##### Texte proposé #####
Jacques-Guillaume THOURET

 

 

 

 

ROBESPIERRE FAIT VOTER L'ASSEMBLEE CONTRE ELLE-MEME : MAI 1791

 

 

 

 

 

    Un autre sujet va être à l’origine de débats agités au sein de l'Assemblée Constituante, dans la deuxième quinzaine du mois de Mai 1791, c’est l'organisation du corps législatif.

 

    Le 16 Mai, le député Thouret (1) présente, au nom du Comité de Constitution, un projet d'organisation du corps législatif. Il comprend 99 articles dont un seul, l'article 7, va déchaîner les passions pendant plus de trois jours : « les membres de la législature pourront-ils être déchus à une seconde législature ? »   Robespierre qui, déjà le 7 Avril, (2) a fait voter à l'Assemblée un décret disant que : « Nul membre de l'Assemblée ne pouvait être porté au ministère pendant les 4 ans qui suivraient la session », intervient aussitôt dans le débat :

 

«  Cette question est délicate. Nous ne pouvons la discuter avec dignité et surtout avec impartialité qu'autant que nous serons dépouillés de tout intérêt personnel. Il faut pour l'examiner de sang froid que nous nous placions à l'instant dans la classe des citoyens privés. Je demande donc qu'il soit discuté, sans rien préjuger pour les autres législatures, que les membres de celle-ci ne seront pas réélus .... »  (3)

 

    Déjà l’opinion du député d’Arras semble faite mais il cherche à se montrer conciliant. Employant un ton plus propre à toucher les députés sortants, il s'adresse à eux à la première personne :

 

«  Je suppose que je ne fusse pas insensible à l'honneur d'être membre du corps législatif, et je déclare avec franchise que rien ne me semble plus digne de l'ambition d'un homme libre; je suppose que les chances qui pourraient me porter à cet honneur fussent liées aux grandes questions que nous allons résoudre, serais-je dans l'état d'impartialité et de désintéressement qu'elles exigent ? (..) »

«  En fait de politique, rien n'est juste que ce qui est honnête, rien n'est utile que ce qui est juste. »  (4)

 

    Robespierre entreprend alors d'argumenter son propos. Il sait que la décision va être très difficile à emporter alors, sans hésitation, il flatte ses collègues :

 

« S'il est une assemblée dans le monde à qui il convienne de donner le grand exemple que je propose, c'est sans contredit celle qui, durant deux années entières, a supporté les travaux dont l'immensité et la continuité semblaient être au-dessus des forces humaines (..) » (5)
#####
- [Consigne]:
D'après le texte sur le débat de mai 1791 à l'Assemblée constituante, combien d'articles compte le projet d'organisation du corps législatif présenté par Thouret le 16 mai ?
##### Relevé #####
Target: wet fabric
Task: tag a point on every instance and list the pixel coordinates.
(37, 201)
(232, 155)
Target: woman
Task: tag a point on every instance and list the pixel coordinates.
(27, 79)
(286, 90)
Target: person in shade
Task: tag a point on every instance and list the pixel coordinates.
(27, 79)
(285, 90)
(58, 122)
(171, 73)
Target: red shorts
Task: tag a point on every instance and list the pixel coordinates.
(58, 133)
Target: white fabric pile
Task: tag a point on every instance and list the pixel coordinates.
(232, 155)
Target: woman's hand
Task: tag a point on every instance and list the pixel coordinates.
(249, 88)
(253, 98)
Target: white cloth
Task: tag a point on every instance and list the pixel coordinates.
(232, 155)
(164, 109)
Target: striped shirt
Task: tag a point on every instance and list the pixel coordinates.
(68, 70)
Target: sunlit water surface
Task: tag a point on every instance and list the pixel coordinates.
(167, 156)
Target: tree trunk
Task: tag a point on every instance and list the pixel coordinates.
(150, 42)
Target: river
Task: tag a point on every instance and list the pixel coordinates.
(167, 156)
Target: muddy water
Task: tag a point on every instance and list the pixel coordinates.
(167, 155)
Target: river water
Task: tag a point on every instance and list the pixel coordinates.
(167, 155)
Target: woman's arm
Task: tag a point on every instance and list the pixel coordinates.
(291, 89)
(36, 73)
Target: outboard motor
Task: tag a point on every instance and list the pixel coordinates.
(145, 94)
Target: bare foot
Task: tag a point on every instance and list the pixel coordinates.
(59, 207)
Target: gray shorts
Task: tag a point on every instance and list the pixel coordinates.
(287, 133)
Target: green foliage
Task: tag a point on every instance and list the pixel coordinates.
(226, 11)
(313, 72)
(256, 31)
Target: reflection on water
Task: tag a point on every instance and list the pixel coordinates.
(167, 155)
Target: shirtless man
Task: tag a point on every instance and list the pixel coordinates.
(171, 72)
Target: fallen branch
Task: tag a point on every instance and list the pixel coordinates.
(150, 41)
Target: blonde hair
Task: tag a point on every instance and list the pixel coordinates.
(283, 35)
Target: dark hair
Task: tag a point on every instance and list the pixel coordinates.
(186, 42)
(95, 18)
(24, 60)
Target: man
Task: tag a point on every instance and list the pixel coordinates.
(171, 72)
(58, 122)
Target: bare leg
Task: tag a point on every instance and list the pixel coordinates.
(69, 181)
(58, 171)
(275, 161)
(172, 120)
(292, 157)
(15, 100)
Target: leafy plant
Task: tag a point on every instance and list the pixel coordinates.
#####
- [Corrigé]:
Le projet compte 99 articles.